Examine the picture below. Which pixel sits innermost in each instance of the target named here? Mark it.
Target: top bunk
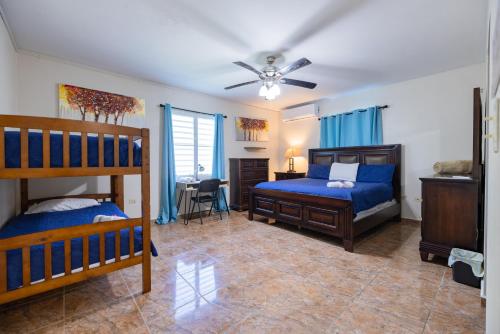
(37, 147)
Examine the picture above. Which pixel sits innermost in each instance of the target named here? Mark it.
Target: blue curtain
(168, 208)
(218, 167)
(357, 128)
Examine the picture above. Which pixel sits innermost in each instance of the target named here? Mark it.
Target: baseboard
(410, 220)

--*--

- Instructions to follow -
Convert every one of the rows above into a JSON list of strings, one string per line and no blank lines. Leave the pictures out.

- Exercise response -
[
  "Examine the picture below. Which pixel sits innermost in each instance of the target named here? Mark it.",
  "Target: top bunk",
  "(37, 147)",
  "Examine the picture above. Which pixel sits innermost in each instance of the target named here? Mark it.",
  "Target: blue curtain",
  "(168, 208)",
  "(218, 167)",
  "(357, 128)",
  "Examine the picture above. Which pixel sits innermost in each instance of the target named here? Mark it.",
  "Target: baseboard",
  "(410, 220)"
]